29/11/1981: Flamengo 0 x 2 Vasco - tiramos o Vasco do coma;

02/12/1981: Flamengo 0 x 1 Vasco - debaixo de um toró, aos 45 do segundo tempo, tiramos o Vasco da UTI. Só batemos em gente do nosso tamanho;

06/12/1981: Flamengo 2 x 1 Vasco - Campeão Carioca de 1981;

13/12/1981: Flamengo 3 x 0 Liverpool - Campeão Mundial de Futebol de 1981.

b) quanto às torcidas naquela época não havia essa imbecilidade de que o torcedor adversário é inimigo somente porque torce por outro time. Você sabia que as torcidas tinham "salas" no maracanã para guardar material (bandeiras, bateria, etc)? Então, num Flamengo e Botafogo no domingo a galera começava a preparar a festa na sexta-feira à noite. Reuniam-se na porta do Maracanã, bolavam os planos pra festa  e... Cerveja, muita cerveja. Só iam pra casa domingo depois do jogo. As duas torcidas faziam churrasco, bebiam, jogavam bola no anel. Na hora do jogo cada um por si. Era um congraçamento genial. E olha que era público de 130 mil pessoas. Hoje o torcedor adversário é inimigo. Hoje são bandidos organizados que querem é matar quem estar com a camisa do outro time. Mas ainda existe muita gente boa nas torcidas, pode apostar.

### Dados extraídos

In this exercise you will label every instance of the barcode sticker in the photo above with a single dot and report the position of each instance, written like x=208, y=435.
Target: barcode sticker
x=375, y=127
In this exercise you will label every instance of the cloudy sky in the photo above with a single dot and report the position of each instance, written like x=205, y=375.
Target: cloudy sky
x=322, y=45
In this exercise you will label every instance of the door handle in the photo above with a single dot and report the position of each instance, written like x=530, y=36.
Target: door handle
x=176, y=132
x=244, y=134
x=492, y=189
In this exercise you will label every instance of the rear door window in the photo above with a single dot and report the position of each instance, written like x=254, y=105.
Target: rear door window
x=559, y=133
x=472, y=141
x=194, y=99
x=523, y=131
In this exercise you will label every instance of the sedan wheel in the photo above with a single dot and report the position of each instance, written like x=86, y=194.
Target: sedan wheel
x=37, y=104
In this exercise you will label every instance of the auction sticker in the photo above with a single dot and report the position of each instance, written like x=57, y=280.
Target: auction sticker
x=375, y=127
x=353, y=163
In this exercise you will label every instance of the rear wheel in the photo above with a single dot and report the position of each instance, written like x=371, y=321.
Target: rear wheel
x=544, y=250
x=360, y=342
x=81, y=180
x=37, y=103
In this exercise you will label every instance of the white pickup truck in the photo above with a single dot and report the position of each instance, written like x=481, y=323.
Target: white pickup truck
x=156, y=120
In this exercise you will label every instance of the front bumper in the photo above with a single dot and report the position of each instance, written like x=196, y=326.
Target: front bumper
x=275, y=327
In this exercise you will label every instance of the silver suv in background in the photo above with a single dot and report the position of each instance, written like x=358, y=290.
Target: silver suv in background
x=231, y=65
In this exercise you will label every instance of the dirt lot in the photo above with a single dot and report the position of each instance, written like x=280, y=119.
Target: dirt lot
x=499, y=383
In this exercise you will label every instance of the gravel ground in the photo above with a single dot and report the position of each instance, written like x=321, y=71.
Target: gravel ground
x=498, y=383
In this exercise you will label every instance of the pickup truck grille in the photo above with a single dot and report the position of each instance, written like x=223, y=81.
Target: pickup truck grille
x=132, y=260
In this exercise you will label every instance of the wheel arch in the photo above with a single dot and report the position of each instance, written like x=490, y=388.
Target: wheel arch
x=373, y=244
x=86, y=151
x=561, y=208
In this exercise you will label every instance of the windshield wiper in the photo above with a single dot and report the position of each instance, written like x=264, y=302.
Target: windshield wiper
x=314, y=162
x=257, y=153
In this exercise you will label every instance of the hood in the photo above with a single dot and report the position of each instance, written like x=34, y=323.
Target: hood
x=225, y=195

### Instruções
(a) De acordo com o artigo, contra qual time o Flamengo conquistou o título mundial de 1981 e com que placar?
(b) Transcreva sem alterações as linhas dos registros entre a que contém "In this exercise you will label every instance of the pickup" e a que contém "x=132, y=260", inclusive.

### Respostas do exercício
(a) Contra o Liverpool, vencendo por 3 x 0.

(b)
In this exercise you will label every instance of the pickup truck grille in the photo above with a single dot and report the position of each instance, written like x=223, y=81.
Target: pickup truck grille
x=132, y=260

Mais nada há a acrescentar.